- **Written task**:
Rewrite every line of the material below, and shift each bounding-box coordinate in the answers up by 96.

- **Source data**:
________
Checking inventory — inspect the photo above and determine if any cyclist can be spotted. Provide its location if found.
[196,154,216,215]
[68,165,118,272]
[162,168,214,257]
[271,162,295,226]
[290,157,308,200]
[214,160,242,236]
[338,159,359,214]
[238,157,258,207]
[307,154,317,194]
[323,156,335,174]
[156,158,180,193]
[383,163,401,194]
________
- **Final result**:
Checking inventory — inspect the photo above and determine if any cyclist can be spotted. Provide its location if found.
[292,250,312,311]
[164,261,214,368]
[258,264,310,353]
[367,258,391,322]
[386,253,404,296]
[310,256,338,332]
[434,255,455,310]
[334,253,354,303]
[403,250,413,290]
[419,252,431,270]
[252,254,276,289]
[479,259,497,290]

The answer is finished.